English for Everyone

<b>English for Everyone</b>
Stephen Lau's website to help you get the wisdom to live as if everything is a miracle.

Friday, April 4, 2014

Learn the Subjunctive Mood

The subjunctive mood is one of the more difficult tenses in the English language. The subjunctive mood uses the past tense or the past perfect tense to indicate a wishful thinking or an action that is not likely to happen or did not happen in the past.

e.g. If I were you, I would accept the offer. (i.e. the offer is good, do accept it NOW)

e.g. If I were you, I would have accepted the offer last week. (i.e. you didn't accept the offer)

e.g. If you had called the doctor, the patient would have lived. (i.e. you did not call the doctor; the patient did not live)

e.g. If pigs had wings, they would fly. (i.e. pigs don't have wings, and that's why they don't fly)

e.g. If he has the money, he will help you. (i.e. he may have the money; if he does, he will certainly help you)

e.g. If he had the money, he would help you. (i.e. he doesn't have the money NOW; therefore, he will not help you)

e.g. If he had the money, he would have helped you. (i.e. he didn't have the money, and that's why he didn't help you)

Remember this: using past tense for a present action indicates the improbability of that action, while using the past perfect tense, the improbability of that action in the past.

:: Extracted information ::
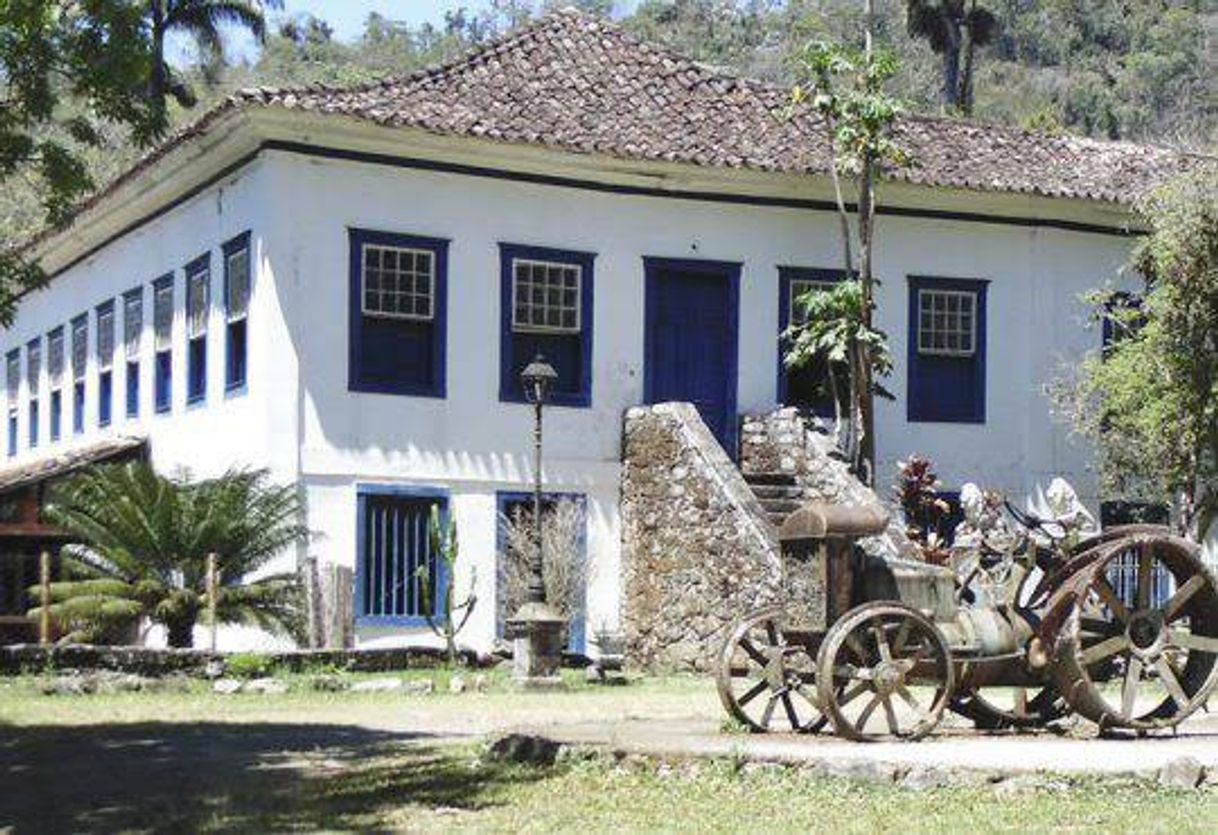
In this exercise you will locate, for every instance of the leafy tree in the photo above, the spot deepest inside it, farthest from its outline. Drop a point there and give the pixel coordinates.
(1150, 399)
(201, 20)
(144, 545)
(858, 123)
(954, 29)
(66, 69)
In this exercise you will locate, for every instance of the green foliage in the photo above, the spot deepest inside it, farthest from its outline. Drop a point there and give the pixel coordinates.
(1150, 401)
(145, 539)
(446, 548)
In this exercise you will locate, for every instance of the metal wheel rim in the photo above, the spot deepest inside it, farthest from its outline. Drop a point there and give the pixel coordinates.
(872, 666)
(766, 682)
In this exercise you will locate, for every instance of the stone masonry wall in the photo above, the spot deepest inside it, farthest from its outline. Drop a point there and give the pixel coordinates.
(697, 548)
(786, 442)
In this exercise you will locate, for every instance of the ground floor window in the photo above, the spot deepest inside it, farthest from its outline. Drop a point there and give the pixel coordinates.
(564, 533)
(398, 578)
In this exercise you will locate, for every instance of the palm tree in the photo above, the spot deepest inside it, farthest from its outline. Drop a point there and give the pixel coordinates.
(201, 20)
(953, 28)
(144, 544)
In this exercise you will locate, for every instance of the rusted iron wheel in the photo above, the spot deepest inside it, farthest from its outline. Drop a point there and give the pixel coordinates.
(767, 682)
(884, 672)
(1138, 642)
(1010, 707)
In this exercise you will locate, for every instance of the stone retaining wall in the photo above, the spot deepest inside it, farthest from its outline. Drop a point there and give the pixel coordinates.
(697, 548)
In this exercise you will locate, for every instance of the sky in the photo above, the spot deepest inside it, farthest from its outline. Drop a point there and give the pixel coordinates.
(347, 17)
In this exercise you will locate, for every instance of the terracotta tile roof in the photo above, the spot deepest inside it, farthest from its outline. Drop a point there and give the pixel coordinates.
(579, 83)
(70, 460)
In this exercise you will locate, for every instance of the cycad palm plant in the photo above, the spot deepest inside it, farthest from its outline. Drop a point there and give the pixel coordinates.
(145, 541)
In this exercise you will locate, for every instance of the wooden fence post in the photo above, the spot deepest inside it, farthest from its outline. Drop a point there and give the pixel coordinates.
(44, 589)
(211, 595)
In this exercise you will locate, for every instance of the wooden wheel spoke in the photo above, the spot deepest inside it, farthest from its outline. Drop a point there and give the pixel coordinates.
(1172, 682)
(753, 651)
(1104, 588)
(789, 706)
(890, 716)
(1145, 573)
(1179, 600)
(1194, 642)
(1129, 689)
(1105, 649)
(861, 722)
(753, 693)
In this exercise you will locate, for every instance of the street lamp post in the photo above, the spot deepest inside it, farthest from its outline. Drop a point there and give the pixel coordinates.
(536, 628)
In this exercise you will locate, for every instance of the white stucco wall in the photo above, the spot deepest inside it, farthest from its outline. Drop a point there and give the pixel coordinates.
(299, 419)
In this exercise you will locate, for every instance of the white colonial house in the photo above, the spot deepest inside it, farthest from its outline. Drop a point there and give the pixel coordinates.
(342, 285)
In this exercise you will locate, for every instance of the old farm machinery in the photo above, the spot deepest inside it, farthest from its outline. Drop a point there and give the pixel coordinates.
(1121, 628)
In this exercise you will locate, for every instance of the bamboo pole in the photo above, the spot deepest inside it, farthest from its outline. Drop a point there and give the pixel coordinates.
(44, 593)
(211, 595)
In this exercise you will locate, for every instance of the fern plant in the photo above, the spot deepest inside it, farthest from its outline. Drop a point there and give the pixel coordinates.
(144, 541)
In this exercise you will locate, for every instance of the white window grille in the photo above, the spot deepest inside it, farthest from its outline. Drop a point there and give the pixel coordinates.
(197, 292)
(546, 297)
(105, 338)
(238, 278)
(398, 282)
(162, 315)
(79, 347)
(54, 358)
(800, 287)
(946, 323)
(133, 324)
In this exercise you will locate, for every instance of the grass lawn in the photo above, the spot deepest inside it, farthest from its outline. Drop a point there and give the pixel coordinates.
(314, 761)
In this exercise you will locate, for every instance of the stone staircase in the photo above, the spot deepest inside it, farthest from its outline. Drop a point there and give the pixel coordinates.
(780, 494)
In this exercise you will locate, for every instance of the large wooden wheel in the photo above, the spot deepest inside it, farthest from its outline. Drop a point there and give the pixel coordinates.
(1138, 648)
(766, 682)
(884, 671)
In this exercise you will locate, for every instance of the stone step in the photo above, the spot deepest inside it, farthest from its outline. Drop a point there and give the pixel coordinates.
(770, 478)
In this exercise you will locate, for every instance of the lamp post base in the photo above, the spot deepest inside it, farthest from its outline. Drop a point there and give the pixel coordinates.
(536, 633)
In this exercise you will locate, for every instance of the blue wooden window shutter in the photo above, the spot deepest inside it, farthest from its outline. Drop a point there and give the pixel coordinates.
(398, 307)
(946, 349)
(546, 303)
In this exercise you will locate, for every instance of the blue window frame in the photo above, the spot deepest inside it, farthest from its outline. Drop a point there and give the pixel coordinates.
(79, 363)
(808, 386)
(12, 391)
(105, 347)
(55, 359)
(236, 312)
(546, 308)
(199, 296)
(133, 331)
(946, 351)
(508, 504)
(397, 313)
(34, 374)
(392, 543)
(162, 343)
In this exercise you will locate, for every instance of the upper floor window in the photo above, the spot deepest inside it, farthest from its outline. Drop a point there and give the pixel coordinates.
(946, 351)
(133, 331)
(236, 312)
(79, 360)
(199, 284)
(105, 362)
(546, 297)
(808, 386)
(162, 343)
(398, 296)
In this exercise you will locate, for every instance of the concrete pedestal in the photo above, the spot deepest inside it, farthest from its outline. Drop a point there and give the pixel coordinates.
(536, 633)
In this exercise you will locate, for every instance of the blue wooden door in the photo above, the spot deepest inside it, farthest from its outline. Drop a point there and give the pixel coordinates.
(691, 341)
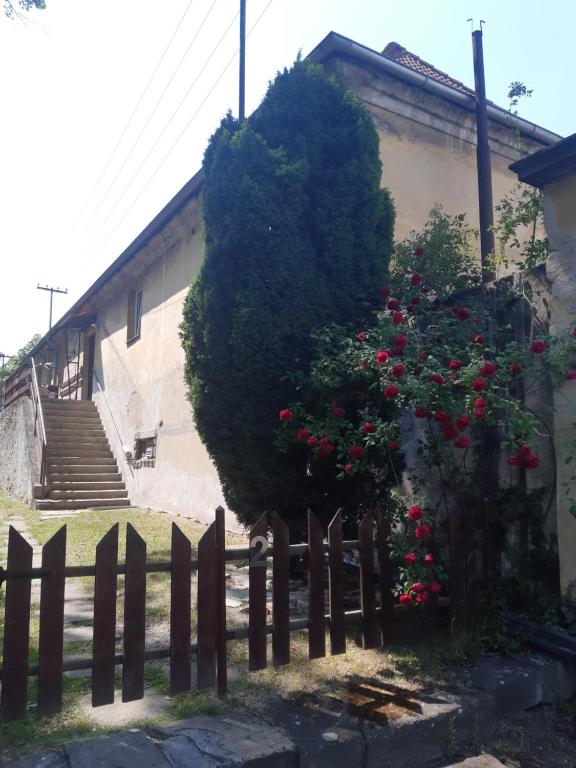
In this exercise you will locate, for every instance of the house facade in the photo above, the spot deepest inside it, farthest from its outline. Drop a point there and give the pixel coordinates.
(554, 171)
(119, 344)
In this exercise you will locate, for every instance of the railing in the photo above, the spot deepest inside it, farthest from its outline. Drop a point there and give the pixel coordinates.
(39, 427)
(17, 384)
(324, 559)
(73, 384)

:: Task instructions ::
1/ Rewrite the subjunctive mood post starting at "<b>English for Everyone</b>" and ending at "happen in the past.", changing "difficult" to "challenging".
2/ According to the subjunctive mood post, which two tenses does the subjunctive mood use?

:: Responses by task ::
1/
<b>English for Everyone</b>
Stephen Lau's website to help you get the wisdom to live as if everything is a miracle.

Friday, April 4, 2014

Learn the Subjunctive Mood

The subjunctive mood is one of the more challenging tenses in the English language. The subjunctive mood uses the past tense or the past perfect tense to indicate a wishful thinking or an action that is not likely to happen or did not happen in the past.

2/ The past tense and the past perfect tense.